■ **Selected excerpt**
======
# Marlin 336 ejection problem



## whitetail3 (Nov 11, 2009)

Last nite I shot a doe with my 35 and it ejected the spent case eject but it locked up on me when I tried to lOad another round into the chamber.  I don't know why it did this because I took it apart and thuroghly cleaned it the nite before. I was wanting to know if anybody had any insight on this.     Thnks for help on advance


----------



## NOYDB (Nov 11, 2009)

Check to make sure you got all the screws in the action reseated all the way. Make sure the ejecter is positioned in it's channel correctly.

Would need pics or a more extensive description to be more specific.


----------



## Lowjack (Nov 11, 2009)

Something was not put back correctly ?


----------



## whitetail3 (Nov 11, 2009)

Well I'm am going to take it back apart tomorrow and see if it works any better.   But my dads boss had the same thing wrong with his and he took it to several different gunsmiths and none of them could ever get it to shoot more than twenty rounds before it would lock up on them again


----------



## Steve762us (Nov 11, 2009)

336 is a pretty simple and robust design.

Looking at the left side of the receiver, is the stud from the ejector sitting in it's hole?

<working off memory here, somebody smack me if I'm off base!>


----------



## Patchpusher (Nov 11, 2009)

On Marlin 336's the loading gate screw gets loose and allows the loading gate to go to far in. It gets hung on the carrier and locks the rifle up.


----------



## Lowjack (Nov 12, 2009)

So did you get it fixed ?


----------



## whitetail3 (Nov 12, 2009)
======
■ **Stated task**
Carry on the Marlin 336 thread from the point where it stops. The material after this point is separate from the Marlin 336 thread.

Dataset rows
======
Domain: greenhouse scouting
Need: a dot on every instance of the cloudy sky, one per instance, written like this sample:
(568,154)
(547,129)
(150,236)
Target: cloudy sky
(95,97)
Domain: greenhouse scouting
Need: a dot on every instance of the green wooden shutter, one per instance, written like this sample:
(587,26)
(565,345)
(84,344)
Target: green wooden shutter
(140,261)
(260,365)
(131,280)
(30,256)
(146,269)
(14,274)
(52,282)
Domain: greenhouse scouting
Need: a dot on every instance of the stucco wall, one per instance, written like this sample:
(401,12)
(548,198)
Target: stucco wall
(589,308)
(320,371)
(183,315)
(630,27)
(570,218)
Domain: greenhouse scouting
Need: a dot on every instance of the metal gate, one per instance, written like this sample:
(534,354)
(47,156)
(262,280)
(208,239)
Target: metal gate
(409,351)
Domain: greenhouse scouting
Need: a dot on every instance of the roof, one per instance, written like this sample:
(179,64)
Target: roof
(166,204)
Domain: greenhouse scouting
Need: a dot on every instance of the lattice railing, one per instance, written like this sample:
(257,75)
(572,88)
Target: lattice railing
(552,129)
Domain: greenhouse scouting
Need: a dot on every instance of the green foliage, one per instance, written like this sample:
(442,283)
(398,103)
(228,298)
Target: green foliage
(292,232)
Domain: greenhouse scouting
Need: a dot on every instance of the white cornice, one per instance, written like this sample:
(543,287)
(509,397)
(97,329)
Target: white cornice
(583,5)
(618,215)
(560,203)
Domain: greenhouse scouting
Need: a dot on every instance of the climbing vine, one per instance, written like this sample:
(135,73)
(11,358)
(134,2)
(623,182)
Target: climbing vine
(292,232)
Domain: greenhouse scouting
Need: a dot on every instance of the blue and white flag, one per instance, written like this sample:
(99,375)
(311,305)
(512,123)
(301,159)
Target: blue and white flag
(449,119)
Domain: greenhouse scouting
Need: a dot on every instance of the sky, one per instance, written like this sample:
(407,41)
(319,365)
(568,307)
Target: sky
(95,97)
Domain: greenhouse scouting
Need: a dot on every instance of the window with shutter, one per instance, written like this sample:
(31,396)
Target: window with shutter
======
■ **The result**
I tightened everything up and haven't gottten a chance to shoot it again.  But if it doesn't want to work again idk what I am going to do.  Because there is nothing worse than not being able to trust/relie on your weapon


----------



## Retired Army Guy (Nov 12, 2009)

What kind of ammo are you shooting??
The Hornady Lever Evolution in 35 Rem has had a lot of problems.  (including mine)
Its seems there is too much free play in the tubular magazine and the gummy tips wedge between the rim of the casings and the magazine causing horrific jams.


----------



## whitetail3 (Nov 13, 2009)

That's what I am shooting out of mine so that very well could be the problem. I am going to go to dicks tonite and get something else.   What brand would all of you recommend


----------



## NOYDB (Nov 13, 2009)

Never had a a problem with Remington core-lokt or Winchesters


----------



## whitetail3 (Nov 13, 2009)

Just bought some 200 grain winchesters and gonna try them out on a deer tomorrow hopefully.


----------



## NOYDB (Nov 13, 2009)

Good luck!!


----------



## whitetail3 (Nov 15, 2009)

Thanks


----------



## Hawkeye7 (Nov 16, 2009)

Patchpusher said:


> On Marlin 336's the loading gate screw gets loose and allows the loading gate to go to far in. It gets hung on the carrier and locks the rifle up.



That's what happened to me. Same thing. I don't think it's ammo related.


----------



## seaweaver (Nov 17, 2009)

Same here...but it happened w/ LEs.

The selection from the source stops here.